* TASK INSTRUCTIONS: Please retype exactly, and with nothing added, the lines of the material from the one with "Question. Locate the white lower" through the final one.

* THE DATA:
■ ■ ■ ■ ■ ■ ■

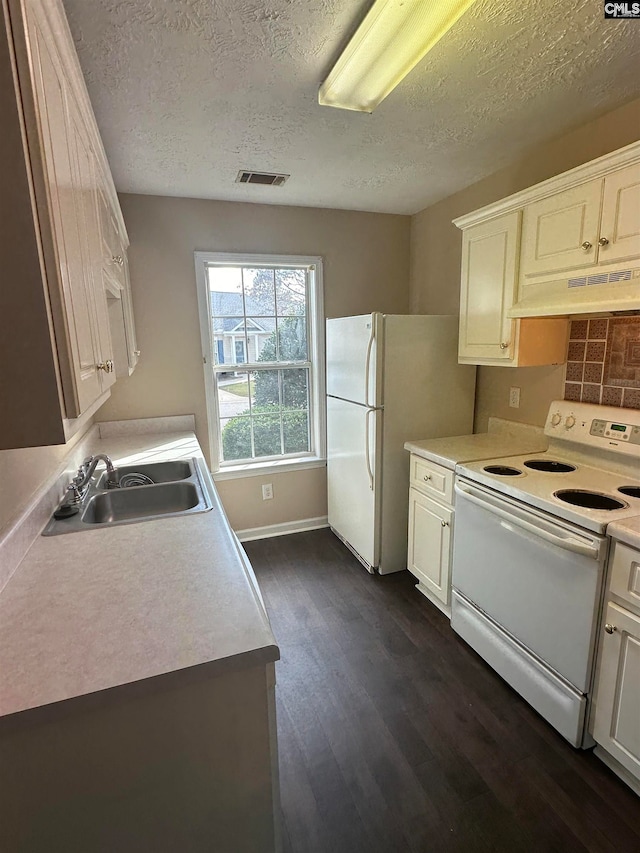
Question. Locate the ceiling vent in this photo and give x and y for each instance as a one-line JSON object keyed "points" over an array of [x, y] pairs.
{"points": [[267, 179]]}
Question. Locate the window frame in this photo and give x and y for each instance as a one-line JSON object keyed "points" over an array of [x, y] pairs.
{"points": [[315, 331]]}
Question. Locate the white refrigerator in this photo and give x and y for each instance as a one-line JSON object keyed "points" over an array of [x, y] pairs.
{"points": [[390, 379]]}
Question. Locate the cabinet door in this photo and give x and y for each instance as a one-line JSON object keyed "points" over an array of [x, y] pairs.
{"points": [[430, 544], [85, 192], [489, 270], [74, 315], [115, 271], [617, 715], [620, 225], [561, 232]]}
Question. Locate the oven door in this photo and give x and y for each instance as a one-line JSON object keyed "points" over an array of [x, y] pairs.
{"points": [[539, 579]]}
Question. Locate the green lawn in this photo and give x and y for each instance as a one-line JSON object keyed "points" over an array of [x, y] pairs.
{"points": [[240, 389]]}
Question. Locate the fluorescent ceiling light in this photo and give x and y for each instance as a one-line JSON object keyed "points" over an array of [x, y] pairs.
{"points": [[387, 45]]}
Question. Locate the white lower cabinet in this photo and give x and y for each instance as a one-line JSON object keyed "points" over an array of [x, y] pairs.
{"points": [[430, 527], [616, 721]]}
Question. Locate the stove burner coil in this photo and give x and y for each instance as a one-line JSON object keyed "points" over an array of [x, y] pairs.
{"points": [[502, 470], [632, 491], [589, 500], [549, 465]]}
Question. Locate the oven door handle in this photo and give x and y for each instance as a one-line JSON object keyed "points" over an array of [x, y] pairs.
{"points": [[568, 543]]}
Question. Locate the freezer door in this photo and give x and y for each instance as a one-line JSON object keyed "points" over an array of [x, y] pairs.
{"points": [[354, 349], [353, 478]]}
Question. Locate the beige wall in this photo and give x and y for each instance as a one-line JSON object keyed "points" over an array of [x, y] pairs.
{"points": [[436, 253], [366, 268]]}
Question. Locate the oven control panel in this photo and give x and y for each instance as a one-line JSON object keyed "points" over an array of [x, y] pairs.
{"points": [[609, 429], [606, 427]]}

■ ■ ■ ■ ■ ■ ■

* EXERCISE OUTPUT:
Question. Locate the white lower cabinet in this photo and give x and y for each instance as a one-line JSON object keyed "points" over an array of [x, y] pairs.
{"points": [[430, 527], [616, 721]]}
Question. Locate the stove burner coil in this photo and give x and y for each instance as a one-line JSON object keyed "points" over an array of [x, y] pairs.
{"points": [[502, 470], [632, 491], [589, 500], [549, 465]]}
Question. Locate the oven door handle in this photo and give x and y for each instance as a one-line JSON object keyed "points" over an array of [x, y] pairs.
{"points": [[568, 543]]}
Question. Locate the freezer door in this photo and give x and y for each instance as a one-line JSON object keyed "points" over an array of [x, y] pairs.
{"points": [[354, 349], [353, 478]]}
Question. Locate the beige wall in this photo and give x and y for each instance as a one-line JSON object keyed "points" over an array of [x, y] pairs.
{"points": [[436, 253], [366, 268]]}
Question. Locate the oven control panel in this photo and give x and y for each instance as a one-line JSON object keyed "points" over an array of [x, y] pairs.
{"points": [[609, 429], [606, 427]]}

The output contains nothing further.